TASK
In the text about "feeling fat," what position does Karin Kratina hold at Green Mountain at Fox Run?
*** Opening TEXT SHOWN ***
So who’s never said anything like this before?
- I feel so fat.
- My thighs are disgusting.
- My stomach sticks out.
- My butt is too big.
- I feel huge.
Most of us have likely uttered or thought at least one of these negative self-talk statements at some point in time. They’re self-deprecating thoughts and comments that Karin Kratina, PhD, RD, clinical advisor to Green Mountain at Fox Run, says are not feelings, and are not even truths.
“Fat is not a feeling. ‘I feel fat’ is never about the size of your body,” Kratina points out. “Even if you are in reality fat, it isn’t about that fatness. Difficult and uncomfortable feelings are felt as ‘fat feelings.’ Some of the most powerful work you can do in your recovery from eating and weight struggles is finding out exactly what feelings are behind the fat feelings.”
It’s difficult for many of us to challenge and move beyond these thoughts and comments. Even those of us who have lost weight find that these thoughts, feelings and beliefs do not change – the ‘fat feelings’ persist.
Changing the Negative Self Talk
The next time you catch yourself ‘feeling fat,’ slow down, tune in, and with respect and curiosity, ask yourself, “In addition to this experience of ‘feeling fat,’ what else am I feeling?’ Watch your mind try to convince you over and over that your body (and you) is the problem, that your body is to blame. Do your best to challenge these fat thoughts.
One way to challenge these thoughts is through affirmations, such as the following from Cheri Erdman’s Live Large!, a book of affirmations for living the life you want in the body you already have.
“I see myself as acceptable, lovable, and beautiful.”
Remember, too, that self and size acceptance isn’t about ‘giving up.’ It’s about treating ourselves well and stopping the negative self talk so that we can make the changes we want, accepting our biological realities in the process.
“When we accept ourselves as we are today and gradually proceed to make the changes we want for ourselves, we have more power to recreate our lives. When we are self-accepting, we love ourselves for not being perfect already. The burden of self-rejection makes it very hard to change our lives.”
*** Closing TEXT SHOWN ***
*** Opening DATA FOR REVIEW ***
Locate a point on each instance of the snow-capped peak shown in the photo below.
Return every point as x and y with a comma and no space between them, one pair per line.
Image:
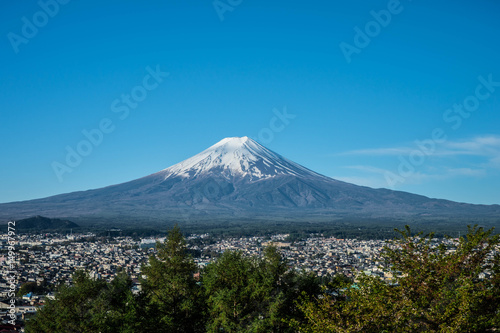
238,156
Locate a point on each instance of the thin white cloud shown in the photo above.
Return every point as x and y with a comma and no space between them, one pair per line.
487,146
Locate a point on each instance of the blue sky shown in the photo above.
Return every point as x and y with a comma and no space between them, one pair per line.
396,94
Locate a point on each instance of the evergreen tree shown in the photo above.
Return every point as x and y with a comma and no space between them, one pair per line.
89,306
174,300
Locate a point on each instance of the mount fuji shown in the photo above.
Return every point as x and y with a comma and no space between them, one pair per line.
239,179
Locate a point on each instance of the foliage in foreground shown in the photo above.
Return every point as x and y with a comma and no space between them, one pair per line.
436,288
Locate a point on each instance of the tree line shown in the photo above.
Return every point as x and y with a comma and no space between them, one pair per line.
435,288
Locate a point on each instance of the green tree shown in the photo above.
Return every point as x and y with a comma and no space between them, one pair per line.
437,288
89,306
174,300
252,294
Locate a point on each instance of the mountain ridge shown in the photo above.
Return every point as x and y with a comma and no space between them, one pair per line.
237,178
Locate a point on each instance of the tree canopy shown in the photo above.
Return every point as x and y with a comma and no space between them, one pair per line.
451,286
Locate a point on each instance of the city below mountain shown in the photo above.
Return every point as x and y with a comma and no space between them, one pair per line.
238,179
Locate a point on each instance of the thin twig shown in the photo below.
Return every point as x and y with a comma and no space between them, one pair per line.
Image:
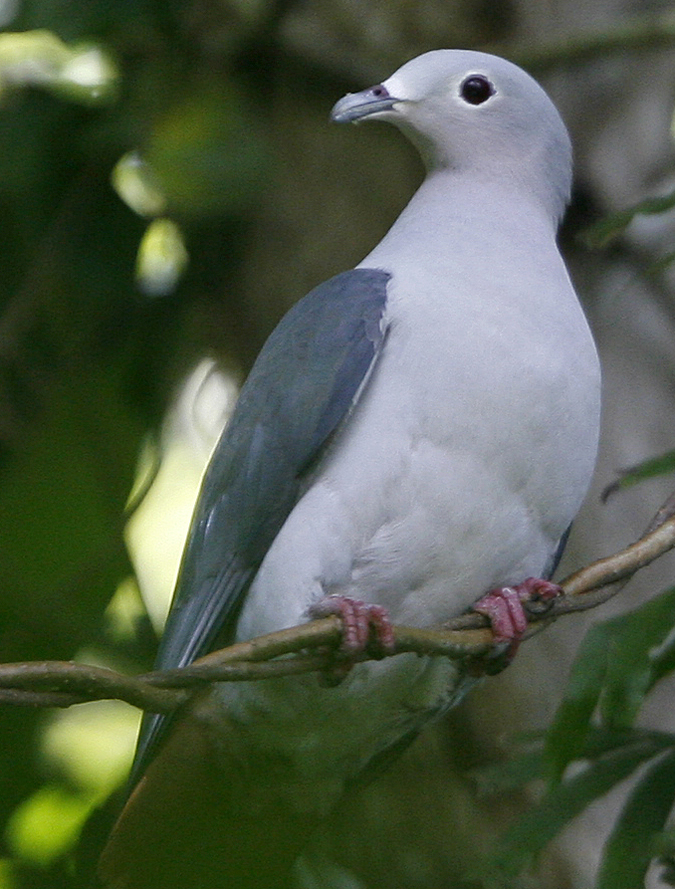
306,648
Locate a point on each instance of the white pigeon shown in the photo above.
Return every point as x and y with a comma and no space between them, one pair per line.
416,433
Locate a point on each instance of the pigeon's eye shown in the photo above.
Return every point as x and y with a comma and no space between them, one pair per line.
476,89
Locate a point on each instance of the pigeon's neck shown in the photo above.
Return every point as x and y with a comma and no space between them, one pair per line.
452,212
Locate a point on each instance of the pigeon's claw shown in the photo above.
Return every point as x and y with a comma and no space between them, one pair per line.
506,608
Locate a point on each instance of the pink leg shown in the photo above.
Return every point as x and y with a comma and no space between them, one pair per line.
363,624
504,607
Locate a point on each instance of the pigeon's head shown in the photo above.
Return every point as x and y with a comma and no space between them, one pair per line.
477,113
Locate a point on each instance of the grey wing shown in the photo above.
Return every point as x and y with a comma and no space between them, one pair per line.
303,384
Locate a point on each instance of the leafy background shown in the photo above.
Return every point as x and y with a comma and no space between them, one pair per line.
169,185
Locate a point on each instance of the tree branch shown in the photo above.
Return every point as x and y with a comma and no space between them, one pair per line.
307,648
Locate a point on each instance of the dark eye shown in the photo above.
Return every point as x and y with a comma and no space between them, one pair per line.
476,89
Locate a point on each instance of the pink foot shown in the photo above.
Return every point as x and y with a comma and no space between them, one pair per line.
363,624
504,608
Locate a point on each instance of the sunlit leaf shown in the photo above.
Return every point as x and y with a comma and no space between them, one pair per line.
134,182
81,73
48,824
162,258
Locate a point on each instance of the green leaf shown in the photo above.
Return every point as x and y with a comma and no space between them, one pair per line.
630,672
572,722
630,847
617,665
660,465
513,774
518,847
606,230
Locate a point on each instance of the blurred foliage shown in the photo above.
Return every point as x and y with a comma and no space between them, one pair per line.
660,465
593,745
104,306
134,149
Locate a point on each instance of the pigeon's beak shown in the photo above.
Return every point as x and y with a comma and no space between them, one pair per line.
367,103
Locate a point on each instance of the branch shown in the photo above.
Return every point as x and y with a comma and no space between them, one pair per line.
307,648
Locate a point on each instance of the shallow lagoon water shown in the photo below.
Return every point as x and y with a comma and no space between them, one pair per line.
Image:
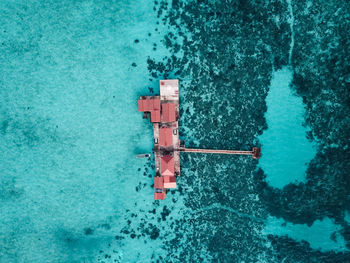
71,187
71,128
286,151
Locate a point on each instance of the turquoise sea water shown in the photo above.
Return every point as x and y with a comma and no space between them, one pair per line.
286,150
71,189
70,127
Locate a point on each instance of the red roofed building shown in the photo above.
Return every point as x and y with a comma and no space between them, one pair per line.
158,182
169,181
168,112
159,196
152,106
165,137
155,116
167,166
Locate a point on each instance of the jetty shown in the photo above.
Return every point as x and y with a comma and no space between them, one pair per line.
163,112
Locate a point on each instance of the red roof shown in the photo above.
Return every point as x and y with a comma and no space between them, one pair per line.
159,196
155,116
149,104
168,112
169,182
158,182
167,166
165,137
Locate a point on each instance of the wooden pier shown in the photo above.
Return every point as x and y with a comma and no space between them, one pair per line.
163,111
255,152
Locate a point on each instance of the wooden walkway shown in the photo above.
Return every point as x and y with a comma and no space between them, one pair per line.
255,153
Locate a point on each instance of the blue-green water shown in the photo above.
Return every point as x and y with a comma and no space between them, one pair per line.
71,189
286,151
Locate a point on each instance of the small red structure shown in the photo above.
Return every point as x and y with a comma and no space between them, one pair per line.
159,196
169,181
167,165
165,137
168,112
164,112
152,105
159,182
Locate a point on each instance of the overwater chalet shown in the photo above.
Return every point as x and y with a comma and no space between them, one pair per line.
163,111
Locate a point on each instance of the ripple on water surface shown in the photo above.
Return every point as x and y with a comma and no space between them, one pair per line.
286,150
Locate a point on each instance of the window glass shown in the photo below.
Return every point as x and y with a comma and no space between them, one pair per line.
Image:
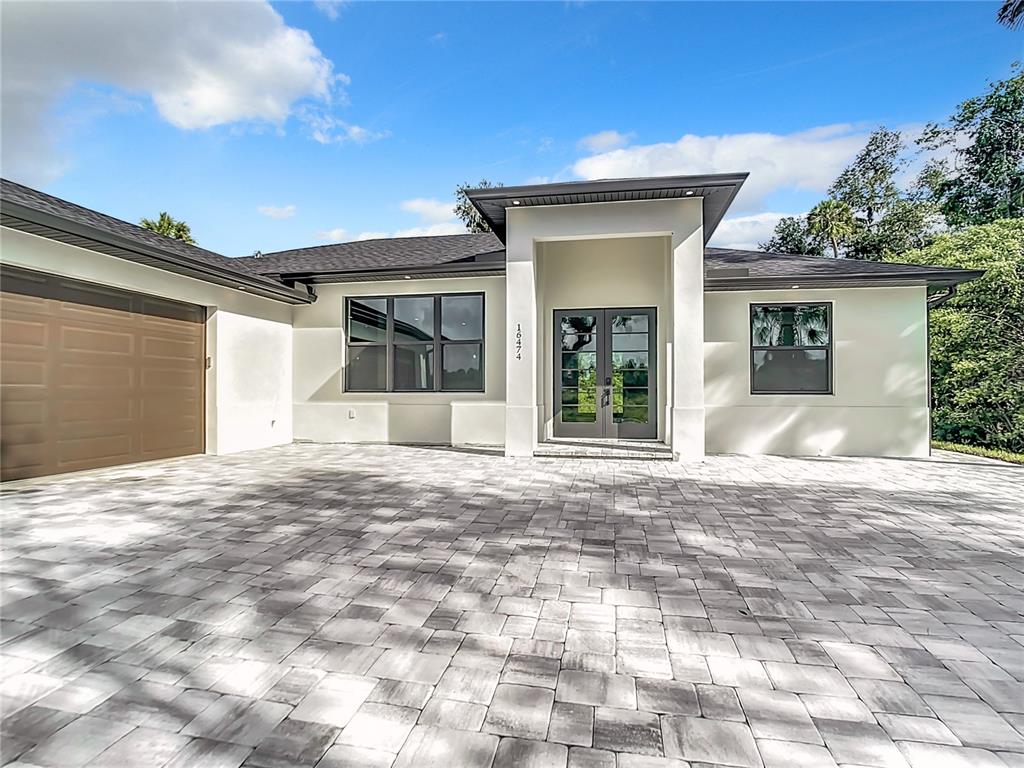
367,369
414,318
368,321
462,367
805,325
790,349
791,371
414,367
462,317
*** Closing DATA FOR REVIEW ***
*** Opening DATA FOR REVIEW ***
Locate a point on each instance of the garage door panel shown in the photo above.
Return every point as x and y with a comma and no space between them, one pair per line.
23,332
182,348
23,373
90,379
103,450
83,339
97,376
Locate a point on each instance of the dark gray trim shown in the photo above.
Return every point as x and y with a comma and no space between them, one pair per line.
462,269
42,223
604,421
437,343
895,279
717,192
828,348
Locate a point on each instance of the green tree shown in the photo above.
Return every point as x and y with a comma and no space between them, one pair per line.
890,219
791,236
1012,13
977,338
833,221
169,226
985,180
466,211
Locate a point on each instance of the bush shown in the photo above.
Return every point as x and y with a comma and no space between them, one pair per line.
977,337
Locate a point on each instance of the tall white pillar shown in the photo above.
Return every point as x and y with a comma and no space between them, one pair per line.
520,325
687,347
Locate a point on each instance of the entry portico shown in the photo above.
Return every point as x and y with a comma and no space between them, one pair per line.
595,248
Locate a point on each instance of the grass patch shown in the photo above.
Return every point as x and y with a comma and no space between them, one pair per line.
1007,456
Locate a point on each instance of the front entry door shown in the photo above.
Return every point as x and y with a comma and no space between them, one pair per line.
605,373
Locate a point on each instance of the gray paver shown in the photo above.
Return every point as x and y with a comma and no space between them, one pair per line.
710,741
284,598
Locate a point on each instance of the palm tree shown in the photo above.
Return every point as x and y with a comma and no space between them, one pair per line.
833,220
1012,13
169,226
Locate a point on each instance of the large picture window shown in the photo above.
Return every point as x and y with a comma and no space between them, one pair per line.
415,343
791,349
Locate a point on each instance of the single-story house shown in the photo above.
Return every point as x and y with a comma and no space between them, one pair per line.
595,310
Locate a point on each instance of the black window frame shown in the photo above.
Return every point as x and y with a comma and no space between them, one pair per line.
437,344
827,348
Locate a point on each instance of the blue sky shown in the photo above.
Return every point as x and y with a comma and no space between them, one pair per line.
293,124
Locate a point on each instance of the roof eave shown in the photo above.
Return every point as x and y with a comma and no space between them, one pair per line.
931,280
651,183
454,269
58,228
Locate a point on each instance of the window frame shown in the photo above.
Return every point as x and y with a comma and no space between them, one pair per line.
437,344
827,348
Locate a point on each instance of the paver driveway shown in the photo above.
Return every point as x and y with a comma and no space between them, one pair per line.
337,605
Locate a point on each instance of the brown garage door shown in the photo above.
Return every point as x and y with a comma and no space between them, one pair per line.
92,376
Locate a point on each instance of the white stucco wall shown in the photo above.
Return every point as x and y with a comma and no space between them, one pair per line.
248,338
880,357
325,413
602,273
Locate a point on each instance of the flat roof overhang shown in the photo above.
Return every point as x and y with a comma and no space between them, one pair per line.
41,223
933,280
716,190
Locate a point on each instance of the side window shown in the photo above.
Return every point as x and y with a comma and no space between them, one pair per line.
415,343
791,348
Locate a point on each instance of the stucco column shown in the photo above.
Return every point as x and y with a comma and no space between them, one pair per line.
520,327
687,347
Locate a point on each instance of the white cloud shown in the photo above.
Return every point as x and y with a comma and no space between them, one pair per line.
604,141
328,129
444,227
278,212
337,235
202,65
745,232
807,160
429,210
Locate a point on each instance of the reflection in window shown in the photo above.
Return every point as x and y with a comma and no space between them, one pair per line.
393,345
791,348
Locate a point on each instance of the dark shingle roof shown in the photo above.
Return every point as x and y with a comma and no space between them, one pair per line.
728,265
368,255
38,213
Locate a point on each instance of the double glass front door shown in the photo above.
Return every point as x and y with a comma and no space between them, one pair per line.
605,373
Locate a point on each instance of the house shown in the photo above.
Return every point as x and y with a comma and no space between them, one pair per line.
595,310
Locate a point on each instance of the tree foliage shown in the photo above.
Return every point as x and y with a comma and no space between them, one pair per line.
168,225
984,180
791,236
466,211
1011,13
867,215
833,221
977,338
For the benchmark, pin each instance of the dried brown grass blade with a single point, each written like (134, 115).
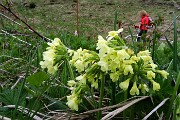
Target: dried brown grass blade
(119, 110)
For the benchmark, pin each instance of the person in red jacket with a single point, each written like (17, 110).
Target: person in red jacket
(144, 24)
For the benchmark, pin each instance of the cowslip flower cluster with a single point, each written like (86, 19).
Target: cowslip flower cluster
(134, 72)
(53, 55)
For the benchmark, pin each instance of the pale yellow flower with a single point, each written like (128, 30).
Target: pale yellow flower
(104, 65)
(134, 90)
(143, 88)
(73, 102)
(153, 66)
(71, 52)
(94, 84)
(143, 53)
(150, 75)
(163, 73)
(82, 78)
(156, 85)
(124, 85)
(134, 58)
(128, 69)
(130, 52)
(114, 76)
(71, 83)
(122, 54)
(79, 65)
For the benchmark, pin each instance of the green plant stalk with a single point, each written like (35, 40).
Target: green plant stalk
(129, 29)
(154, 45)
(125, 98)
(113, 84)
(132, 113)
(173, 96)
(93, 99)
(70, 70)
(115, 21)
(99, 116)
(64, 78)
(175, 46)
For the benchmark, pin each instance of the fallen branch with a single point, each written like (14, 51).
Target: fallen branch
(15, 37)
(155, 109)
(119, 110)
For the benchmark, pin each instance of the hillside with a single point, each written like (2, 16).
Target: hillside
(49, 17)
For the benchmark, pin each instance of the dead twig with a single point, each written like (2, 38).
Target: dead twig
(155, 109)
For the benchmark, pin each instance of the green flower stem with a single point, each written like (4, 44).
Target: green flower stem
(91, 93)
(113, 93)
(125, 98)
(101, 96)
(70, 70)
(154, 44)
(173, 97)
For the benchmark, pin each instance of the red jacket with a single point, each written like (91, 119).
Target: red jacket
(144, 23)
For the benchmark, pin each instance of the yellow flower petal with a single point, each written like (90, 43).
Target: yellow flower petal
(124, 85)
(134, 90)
*** Closing DATA FOR REVIEW ***
WRITTEN SOLUTION
She is a clinical advisor to Green Mountain at Fox Run.